Actually, no. Darwin was free to take as much space as he needed. Page limits had been a genuine concern earlier, true enough—during the first months of composition, when he imagined that his abstract might be publishable as a journal article. Then he overflowed those limits and, making a tactical choice, decided that it must be a book. Midway through the writing, in late 1858, he projected that his volume would fill 400 pages, a rough guess later revised to 500. John Murray, his publisher, never specified any limit. But in the 1859 text as we find it published, he can’t stop complaining about his self-imposed constraints. “I could show by a long catalogue of facts…”—yet he doesn’t. “I shall reserve for my future work the discussion of these difficulties…”—but that work, the big book, never came. About comb-building behaviors among honey bees, he writes, “if I had space, I could show that they are conformable with my theory.” Throughout the book he repeats that lament: Can’t give details, sorry. Maybe later. The pretext, when he offers one, is: No space. What was Darwin really fussing about?

Working data:
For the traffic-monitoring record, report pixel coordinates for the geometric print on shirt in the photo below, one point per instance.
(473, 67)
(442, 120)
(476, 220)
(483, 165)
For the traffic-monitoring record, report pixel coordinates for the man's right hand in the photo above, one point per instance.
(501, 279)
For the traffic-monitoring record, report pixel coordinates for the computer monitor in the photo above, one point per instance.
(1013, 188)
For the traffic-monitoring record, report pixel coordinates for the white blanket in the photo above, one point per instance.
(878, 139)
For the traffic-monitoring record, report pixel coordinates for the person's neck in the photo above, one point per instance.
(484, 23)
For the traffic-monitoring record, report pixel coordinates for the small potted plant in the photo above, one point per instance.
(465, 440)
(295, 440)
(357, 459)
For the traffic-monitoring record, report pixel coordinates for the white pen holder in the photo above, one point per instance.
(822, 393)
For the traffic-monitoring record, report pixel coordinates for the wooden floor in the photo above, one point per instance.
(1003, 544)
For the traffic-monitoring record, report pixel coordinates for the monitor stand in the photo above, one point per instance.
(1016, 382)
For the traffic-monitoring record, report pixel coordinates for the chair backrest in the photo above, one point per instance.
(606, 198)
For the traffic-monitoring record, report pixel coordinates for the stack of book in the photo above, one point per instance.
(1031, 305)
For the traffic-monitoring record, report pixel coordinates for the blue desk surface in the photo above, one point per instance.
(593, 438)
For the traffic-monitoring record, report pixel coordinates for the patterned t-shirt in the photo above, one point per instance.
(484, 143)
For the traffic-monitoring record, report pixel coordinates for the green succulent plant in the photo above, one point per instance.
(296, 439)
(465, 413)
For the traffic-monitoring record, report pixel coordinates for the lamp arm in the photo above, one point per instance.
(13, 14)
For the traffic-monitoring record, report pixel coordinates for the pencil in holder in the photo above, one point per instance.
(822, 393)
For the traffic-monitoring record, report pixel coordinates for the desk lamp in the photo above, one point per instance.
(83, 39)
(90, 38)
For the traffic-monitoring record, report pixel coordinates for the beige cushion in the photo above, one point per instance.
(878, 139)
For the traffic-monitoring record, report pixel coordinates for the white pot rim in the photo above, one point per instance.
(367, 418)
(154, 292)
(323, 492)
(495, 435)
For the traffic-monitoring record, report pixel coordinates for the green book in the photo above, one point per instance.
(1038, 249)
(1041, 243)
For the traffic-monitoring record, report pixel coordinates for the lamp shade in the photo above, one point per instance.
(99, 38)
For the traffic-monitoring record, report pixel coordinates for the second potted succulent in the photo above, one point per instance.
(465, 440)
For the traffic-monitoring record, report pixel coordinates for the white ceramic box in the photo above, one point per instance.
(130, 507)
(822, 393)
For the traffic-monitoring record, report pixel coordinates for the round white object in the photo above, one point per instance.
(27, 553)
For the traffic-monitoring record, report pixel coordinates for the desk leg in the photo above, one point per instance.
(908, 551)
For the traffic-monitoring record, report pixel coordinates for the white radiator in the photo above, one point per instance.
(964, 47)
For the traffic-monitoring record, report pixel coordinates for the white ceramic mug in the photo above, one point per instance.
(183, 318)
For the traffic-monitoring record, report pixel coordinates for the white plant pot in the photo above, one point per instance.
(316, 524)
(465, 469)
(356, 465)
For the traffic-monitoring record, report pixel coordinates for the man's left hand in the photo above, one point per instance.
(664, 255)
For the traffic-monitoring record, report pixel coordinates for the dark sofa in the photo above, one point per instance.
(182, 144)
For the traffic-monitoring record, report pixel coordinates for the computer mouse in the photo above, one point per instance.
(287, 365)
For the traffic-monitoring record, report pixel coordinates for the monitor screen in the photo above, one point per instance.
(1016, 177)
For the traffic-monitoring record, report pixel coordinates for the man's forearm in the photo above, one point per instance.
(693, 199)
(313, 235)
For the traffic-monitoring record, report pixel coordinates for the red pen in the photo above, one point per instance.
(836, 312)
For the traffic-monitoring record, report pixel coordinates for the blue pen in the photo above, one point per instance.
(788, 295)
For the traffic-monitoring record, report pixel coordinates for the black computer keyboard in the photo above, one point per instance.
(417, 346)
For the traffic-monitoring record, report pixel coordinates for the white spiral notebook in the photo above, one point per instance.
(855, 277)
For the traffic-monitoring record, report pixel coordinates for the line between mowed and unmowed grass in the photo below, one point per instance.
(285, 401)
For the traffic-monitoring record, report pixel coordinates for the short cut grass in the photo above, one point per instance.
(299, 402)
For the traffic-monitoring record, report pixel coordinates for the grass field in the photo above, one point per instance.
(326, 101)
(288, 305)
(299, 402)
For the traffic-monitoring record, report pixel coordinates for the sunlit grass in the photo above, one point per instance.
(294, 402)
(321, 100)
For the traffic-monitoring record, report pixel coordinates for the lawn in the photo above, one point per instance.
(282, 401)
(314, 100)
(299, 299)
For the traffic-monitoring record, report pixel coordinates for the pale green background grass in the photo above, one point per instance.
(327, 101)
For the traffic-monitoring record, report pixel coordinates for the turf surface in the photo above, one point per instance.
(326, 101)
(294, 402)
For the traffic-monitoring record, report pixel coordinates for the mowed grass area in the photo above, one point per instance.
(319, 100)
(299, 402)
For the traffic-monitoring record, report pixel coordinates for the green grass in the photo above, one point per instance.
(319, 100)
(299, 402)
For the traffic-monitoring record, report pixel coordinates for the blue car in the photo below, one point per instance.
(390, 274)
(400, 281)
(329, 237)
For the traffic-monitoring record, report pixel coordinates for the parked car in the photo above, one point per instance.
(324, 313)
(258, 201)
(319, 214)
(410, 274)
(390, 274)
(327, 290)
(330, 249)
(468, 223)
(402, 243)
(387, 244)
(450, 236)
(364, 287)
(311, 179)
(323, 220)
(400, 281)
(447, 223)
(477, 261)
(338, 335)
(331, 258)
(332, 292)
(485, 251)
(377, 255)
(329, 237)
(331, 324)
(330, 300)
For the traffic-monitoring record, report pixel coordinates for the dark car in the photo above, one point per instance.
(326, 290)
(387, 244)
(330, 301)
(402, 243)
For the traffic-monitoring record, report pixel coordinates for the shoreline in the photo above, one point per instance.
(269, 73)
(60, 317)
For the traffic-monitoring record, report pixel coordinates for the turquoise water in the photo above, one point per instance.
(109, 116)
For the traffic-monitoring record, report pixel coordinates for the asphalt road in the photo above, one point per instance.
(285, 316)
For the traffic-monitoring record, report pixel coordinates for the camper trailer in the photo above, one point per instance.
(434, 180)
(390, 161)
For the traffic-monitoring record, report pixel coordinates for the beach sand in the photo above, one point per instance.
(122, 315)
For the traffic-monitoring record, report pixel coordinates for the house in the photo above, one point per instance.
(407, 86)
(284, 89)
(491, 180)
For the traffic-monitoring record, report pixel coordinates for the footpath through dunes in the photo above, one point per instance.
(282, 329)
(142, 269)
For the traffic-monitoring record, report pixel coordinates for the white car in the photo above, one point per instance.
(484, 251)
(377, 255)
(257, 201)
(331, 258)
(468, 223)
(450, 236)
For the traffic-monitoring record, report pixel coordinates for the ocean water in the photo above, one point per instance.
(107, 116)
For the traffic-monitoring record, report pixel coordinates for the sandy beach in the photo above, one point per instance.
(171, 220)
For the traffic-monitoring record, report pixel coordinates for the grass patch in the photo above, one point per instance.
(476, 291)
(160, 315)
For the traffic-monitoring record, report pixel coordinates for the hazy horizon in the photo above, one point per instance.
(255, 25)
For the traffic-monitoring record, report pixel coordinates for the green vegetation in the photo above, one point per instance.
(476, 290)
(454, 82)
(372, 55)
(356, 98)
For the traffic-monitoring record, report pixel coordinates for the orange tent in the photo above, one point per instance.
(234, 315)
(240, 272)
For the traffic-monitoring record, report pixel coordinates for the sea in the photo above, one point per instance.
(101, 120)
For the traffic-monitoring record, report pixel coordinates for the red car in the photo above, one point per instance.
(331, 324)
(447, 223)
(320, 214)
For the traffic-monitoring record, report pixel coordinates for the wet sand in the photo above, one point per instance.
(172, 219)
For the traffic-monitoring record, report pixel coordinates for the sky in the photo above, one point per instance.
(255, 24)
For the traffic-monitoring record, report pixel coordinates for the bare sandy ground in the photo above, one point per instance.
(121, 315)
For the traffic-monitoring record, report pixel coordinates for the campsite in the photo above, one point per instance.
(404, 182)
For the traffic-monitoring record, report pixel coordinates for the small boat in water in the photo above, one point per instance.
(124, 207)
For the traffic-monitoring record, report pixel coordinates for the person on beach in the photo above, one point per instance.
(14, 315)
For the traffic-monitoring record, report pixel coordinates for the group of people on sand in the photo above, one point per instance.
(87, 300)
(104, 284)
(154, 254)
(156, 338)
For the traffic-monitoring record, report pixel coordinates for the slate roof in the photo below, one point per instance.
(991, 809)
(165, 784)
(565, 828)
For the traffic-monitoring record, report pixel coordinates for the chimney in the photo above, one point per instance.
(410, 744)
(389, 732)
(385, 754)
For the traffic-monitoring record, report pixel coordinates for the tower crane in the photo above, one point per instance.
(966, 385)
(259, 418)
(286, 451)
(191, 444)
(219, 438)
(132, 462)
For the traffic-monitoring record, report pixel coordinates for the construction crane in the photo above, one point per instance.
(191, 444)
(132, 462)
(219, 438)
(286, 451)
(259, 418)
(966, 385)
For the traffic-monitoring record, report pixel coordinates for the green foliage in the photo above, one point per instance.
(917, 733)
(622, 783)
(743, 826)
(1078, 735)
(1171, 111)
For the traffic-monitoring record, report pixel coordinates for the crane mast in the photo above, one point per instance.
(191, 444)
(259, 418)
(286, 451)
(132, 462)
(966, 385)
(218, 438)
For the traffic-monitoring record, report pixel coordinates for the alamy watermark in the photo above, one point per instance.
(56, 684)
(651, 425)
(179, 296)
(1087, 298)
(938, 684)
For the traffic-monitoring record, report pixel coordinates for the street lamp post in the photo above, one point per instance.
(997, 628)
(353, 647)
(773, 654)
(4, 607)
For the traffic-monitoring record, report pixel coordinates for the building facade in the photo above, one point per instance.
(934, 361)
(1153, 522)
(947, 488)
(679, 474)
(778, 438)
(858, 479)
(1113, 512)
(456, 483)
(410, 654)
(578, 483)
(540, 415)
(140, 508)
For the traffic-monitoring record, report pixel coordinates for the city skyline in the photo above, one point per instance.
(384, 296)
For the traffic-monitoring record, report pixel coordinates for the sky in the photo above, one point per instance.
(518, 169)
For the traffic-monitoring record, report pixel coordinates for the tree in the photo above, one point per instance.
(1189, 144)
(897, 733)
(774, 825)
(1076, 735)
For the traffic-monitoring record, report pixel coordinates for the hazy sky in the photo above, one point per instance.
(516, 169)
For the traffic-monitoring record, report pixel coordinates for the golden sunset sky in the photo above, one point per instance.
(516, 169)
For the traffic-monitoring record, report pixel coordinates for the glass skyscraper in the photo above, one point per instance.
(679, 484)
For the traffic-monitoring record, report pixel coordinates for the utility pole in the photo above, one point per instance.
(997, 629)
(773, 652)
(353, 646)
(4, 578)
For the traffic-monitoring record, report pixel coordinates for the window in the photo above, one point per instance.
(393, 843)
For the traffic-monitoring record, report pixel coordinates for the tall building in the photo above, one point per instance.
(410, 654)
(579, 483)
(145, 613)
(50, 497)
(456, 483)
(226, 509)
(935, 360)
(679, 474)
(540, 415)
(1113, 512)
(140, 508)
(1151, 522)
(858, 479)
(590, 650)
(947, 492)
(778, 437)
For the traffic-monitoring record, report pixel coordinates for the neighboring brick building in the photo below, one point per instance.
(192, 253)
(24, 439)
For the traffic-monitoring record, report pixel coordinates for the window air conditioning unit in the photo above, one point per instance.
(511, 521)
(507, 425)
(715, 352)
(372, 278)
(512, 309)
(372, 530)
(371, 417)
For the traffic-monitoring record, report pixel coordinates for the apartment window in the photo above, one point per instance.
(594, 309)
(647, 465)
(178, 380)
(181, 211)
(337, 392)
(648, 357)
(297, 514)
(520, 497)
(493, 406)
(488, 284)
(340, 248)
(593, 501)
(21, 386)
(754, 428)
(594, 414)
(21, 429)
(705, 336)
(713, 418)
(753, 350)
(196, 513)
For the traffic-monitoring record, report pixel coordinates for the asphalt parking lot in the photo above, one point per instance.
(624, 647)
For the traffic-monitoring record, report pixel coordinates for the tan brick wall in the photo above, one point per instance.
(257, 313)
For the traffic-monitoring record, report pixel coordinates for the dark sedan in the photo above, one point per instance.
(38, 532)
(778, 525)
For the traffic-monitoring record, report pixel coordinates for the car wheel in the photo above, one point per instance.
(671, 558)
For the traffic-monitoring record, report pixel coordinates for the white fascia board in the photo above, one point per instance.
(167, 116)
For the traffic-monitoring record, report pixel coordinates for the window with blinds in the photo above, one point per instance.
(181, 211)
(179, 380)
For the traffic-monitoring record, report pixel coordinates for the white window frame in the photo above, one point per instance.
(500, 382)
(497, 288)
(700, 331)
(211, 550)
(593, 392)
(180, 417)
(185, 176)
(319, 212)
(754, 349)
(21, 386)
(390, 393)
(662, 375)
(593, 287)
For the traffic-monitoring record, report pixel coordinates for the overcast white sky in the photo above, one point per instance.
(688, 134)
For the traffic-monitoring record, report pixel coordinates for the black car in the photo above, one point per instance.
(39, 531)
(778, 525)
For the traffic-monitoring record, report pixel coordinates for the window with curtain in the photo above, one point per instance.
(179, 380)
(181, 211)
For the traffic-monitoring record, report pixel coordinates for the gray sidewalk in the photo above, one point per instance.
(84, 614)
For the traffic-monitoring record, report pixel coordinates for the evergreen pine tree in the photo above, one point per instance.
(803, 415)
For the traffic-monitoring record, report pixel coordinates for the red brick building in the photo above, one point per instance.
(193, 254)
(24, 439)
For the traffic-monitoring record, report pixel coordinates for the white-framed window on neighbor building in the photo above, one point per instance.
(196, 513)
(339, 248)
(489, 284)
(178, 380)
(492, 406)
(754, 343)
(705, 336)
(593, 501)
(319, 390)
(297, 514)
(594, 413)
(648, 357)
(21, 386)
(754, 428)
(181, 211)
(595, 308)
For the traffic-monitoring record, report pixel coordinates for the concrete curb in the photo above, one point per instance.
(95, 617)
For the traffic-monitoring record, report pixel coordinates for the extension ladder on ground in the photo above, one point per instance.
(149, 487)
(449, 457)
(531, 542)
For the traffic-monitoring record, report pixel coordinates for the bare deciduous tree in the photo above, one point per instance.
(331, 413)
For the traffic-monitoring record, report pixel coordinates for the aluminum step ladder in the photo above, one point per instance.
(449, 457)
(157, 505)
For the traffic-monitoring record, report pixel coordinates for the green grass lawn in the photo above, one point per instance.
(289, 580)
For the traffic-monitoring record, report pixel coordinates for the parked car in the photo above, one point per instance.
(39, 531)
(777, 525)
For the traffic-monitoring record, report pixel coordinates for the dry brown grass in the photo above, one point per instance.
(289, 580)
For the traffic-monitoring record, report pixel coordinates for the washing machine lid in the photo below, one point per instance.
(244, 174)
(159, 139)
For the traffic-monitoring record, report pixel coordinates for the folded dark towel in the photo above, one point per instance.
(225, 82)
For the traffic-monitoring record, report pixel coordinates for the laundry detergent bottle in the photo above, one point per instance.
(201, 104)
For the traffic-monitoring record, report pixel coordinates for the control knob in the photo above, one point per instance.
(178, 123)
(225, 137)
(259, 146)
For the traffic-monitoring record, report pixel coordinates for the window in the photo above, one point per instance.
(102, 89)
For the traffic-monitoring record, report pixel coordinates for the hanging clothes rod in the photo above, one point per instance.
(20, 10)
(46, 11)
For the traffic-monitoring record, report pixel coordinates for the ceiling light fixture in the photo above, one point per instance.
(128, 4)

Directive 1:
In the passage about Darwin's page limits, why does the text say page limits had been a real concern during the first months of composition?
Directive 2:
Tally the lines of the rows that contain the string "surface". Give only the number.

Task output 1:
Page limits mattered then because Darwin imagined his abstract might be publishable as a journal article. Once he overflowed those limits, he decided it must be a book.

Task output 2:
2